▶ Task to carry out: Pull every line holding the word "woman" from the data below and copy it.
▶
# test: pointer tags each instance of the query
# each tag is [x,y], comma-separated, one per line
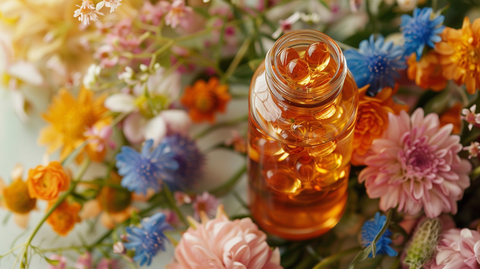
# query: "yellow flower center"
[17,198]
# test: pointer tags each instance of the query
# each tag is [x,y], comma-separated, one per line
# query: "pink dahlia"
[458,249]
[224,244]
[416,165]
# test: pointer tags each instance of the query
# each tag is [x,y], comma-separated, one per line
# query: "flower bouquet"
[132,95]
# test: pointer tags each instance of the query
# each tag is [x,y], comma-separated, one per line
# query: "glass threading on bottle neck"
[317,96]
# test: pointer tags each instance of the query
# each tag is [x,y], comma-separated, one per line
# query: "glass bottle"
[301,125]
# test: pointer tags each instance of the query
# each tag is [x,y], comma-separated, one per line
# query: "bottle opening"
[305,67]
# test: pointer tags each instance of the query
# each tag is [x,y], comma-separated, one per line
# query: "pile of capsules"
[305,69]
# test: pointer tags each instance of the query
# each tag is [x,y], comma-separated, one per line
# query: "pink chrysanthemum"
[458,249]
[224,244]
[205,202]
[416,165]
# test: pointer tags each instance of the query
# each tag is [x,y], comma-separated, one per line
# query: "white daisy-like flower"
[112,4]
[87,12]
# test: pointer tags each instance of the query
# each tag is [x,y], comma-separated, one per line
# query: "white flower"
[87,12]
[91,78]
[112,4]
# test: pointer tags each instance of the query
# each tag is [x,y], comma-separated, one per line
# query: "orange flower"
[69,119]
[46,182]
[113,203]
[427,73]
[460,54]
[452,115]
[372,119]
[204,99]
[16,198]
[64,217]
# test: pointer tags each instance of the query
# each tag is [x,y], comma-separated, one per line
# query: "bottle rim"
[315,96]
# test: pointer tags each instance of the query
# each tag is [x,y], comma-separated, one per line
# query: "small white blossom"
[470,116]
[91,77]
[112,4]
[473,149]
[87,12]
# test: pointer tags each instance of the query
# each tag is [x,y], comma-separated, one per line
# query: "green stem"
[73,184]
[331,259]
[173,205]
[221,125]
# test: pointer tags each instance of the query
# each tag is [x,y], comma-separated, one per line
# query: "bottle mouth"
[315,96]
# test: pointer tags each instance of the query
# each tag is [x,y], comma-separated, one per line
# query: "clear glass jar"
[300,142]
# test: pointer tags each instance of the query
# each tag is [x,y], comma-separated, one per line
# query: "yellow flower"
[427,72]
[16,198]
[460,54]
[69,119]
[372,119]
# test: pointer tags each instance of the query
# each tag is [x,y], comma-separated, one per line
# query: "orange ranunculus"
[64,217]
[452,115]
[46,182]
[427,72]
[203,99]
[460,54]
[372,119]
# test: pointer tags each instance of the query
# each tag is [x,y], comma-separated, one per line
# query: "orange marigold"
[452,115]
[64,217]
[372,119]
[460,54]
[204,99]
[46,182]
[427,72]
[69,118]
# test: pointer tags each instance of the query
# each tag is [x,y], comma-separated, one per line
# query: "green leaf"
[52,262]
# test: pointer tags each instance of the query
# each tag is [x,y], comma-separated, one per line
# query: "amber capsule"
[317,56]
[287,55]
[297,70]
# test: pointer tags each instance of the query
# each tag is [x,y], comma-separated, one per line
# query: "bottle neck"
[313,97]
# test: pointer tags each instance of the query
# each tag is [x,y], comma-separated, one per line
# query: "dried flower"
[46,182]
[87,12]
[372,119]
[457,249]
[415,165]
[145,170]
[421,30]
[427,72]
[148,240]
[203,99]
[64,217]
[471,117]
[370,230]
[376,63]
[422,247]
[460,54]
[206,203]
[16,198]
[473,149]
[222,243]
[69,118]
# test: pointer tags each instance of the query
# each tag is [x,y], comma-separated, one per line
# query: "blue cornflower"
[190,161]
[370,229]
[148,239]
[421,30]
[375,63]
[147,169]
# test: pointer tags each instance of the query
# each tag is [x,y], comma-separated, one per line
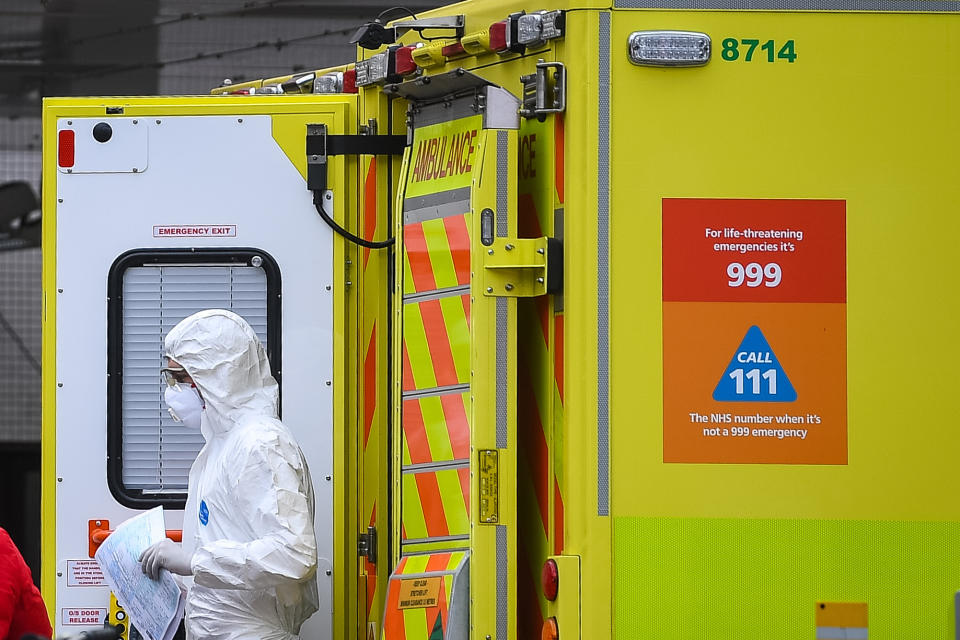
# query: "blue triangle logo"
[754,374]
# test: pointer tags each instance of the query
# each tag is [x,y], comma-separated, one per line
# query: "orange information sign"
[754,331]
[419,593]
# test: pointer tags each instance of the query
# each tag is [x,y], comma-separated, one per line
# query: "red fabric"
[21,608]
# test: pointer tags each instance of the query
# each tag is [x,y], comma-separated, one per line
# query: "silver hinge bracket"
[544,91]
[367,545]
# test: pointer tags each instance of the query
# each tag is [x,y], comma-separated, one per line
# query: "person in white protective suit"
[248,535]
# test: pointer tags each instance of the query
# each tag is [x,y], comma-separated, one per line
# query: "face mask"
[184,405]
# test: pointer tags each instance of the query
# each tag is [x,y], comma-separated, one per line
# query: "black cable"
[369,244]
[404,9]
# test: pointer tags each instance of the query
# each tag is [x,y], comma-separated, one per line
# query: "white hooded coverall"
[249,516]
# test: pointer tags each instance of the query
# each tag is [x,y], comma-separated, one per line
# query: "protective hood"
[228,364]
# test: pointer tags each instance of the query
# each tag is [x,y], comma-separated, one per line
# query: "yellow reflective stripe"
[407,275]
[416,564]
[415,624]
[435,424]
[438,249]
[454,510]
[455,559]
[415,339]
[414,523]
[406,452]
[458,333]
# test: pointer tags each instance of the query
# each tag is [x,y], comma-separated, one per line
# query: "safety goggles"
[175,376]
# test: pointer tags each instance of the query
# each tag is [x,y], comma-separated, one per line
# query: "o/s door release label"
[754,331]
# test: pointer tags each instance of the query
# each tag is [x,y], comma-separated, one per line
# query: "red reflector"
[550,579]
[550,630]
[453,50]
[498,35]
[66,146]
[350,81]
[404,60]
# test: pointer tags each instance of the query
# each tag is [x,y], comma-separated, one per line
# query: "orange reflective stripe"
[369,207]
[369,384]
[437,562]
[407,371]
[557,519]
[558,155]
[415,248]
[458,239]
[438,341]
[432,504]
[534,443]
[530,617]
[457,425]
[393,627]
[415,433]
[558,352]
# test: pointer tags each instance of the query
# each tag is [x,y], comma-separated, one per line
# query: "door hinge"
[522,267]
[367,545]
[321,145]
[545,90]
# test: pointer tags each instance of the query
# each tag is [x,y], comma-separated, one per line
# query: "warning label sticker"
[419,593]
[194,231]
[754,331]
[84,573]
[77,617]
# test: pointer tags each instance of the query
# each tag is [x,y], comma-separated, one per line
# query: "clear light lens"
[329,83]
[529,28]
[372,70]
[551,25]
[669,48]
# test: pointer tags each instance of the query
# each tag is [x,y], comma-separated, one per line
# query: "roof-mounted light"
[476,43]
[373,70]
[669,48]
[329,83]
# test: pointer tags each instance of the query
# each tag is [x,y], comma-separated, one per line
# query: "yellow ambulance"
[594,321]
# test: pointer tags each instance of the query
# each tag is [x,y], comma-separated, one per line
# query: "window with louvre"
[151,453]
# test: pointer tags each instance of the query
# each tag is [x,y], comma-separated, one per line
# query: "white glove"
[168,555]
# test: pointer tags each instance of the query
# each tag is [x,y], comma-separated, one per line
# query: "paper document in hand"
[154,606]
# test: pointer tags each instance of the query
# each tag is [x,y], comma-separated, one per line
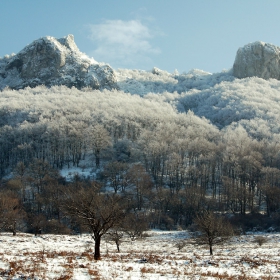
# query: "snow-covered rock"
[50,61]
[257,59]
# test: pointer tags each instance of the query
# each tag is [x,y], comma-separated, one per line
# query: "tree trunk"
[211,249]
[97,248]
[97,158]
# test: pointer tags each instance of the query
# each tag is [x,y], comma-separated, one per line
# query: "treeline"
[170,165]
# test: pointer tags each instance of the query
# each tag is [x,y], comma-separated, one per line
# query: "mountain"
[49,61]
◀
▶
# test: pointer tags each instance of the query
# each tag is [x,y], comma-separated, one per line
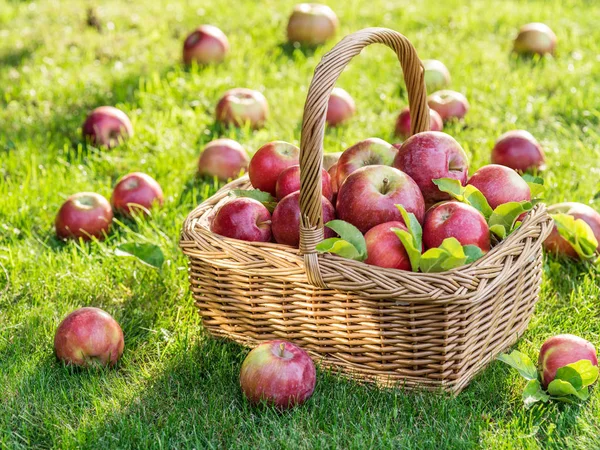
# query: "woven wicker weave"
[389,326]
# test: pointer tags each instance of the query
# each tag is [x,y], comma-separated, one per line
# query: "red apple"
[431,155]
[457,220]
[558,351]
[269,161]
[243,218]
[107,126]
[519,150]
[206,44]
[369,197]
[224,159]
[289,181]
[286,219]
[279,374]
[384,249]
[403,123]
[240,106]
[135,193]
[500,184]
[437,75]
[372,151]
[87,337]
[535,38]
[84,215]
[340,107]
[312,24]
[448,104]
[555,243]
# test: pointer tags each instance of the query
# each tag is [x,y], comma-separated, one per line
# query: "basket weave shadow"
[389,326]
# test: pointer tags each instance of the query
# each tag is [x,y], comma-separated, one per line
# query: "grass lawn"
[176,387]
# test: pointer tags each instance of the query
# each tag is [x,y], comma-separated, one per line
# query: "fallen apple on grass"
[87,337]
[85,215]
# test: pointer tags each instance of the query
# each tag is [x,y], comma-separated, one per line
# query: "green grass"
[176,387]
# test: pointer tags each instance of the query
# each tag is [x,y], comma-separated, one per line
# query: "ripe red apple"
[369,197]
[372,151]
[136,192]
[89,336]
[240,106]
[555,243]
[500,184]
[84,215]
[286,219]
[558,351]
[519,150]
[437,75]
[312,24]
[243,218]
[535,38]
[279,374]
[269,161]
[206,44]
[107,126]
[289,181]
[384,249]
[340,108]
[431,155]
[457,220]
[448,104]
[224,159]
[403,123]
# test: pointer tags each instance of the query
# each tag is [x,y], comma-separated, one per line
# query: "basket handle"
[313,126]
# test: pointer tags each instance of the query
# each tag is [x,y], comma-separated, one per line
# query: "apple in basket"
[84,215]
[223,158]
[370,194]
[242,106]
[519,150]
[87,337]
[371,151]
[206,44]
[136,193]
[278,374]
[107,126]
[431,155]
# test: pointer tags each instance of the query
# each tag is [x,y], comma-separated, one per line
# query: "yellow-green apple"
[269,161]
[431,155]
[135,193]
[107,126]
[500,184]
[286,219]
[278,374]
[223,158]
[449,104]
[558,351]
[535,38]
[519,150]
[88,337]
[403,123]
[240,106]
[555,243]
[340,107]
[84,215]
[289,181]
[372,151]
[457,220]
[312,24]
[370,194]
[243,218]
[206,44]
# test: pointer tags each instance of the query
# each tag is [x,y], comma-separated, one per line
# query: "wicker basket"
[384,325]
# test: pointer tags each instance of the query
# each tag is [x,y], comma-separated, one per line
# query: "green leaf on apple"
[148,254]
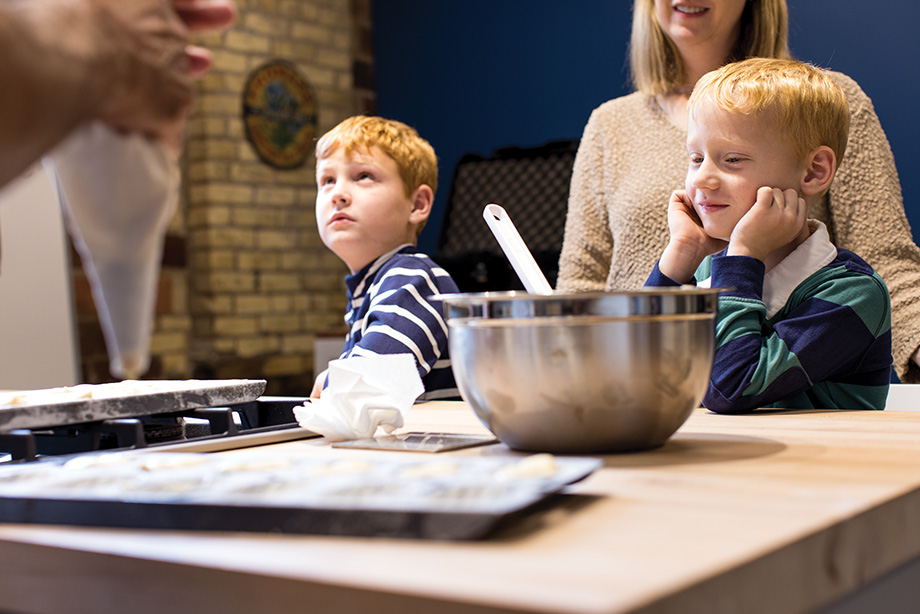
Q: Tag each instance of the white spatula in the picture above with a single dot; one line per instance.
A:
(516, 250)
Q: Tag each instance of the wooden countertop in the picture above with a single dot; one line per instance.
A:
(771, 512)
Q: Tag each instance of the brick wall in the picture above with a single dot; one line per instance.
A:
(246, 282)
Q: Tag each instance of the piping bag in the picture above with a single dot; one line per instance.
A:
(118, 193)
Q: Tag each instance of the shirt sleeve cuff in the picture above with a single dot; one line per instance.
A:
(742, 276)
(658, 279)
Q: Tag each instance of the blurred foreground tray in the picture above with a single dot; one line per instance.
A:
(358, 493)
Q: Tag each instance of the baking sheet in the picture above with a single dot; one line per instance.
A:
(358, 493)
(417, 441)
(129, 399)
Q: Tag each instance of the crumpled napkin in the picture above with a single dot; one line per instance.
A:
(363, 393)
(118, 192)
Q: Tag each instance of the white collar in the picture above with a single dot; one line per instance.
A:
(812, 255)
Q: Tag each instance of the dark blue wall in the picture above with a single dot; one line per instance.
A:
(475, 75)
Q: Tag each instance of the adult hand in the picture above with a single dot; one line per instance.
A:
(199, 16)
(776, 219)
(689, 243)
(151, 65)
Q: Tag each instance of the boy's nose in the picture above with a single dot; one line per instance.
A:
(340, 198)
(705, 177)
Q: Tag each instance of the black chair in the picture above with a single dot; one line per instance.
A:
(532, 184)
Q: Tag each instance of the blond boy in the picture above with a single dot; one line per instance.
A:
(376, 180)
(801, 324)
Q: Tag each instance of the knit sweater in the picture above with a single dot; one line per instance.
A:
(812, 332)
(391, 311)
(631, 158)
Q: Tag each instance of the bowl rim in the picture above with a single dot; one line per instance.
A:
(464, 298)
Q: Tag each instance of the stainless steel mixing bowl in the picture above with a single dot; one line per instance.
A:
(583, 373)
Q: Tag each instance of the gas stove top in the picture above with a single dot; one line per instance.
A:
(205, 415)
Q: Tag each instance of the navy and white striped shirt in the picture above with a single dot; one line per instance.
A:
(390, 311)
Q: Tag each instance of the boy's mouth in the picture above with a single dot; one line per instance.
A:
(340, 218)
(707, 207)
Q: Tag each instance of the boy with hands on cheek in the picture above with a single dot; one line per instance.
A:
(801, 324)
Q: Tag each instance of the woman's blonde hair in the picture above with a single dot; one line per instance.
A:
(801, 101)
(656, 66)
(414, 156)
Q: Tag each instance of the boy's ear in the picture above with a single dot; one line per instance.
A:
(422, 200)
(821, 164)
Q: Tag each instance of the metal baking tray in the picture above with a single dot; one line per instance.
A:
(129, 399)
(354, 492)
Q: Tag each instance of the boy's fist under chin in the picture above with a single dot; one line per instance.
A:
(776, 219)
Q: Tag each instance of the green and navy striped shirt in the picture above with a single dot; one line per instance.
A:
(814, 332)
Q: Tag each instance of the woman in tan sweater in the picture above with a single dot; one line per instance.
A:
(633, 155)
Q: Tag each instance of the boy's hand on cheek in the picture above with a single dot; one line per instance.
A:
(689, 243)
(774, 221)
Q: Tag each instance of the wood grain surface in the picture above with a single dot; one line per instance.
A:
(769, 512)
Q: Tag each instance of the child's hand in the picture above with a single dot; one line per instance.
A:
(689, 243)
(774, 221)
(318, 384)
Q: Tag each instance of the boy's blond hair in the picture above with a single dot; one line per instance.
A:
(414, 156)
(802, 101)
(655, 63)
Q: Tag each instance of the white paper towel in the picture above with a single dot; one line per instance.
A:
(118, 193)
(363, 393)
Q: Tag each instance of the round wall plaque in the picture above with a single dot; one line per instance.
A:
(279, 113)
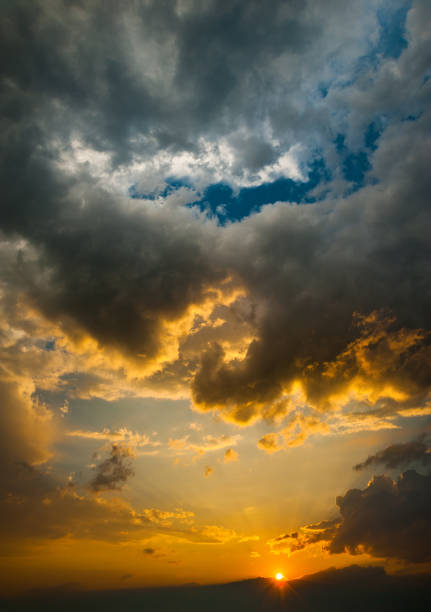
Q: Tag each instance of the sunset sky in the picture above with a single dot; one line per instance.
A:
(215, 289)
◀
▶ Response area:
Q: Tag each instance of the woman's blonde hair in the picture above with a single dot; one line per instance.
Q: Tag each instance of the woman in tan sweater in the picture above with a single dot; one line per instance.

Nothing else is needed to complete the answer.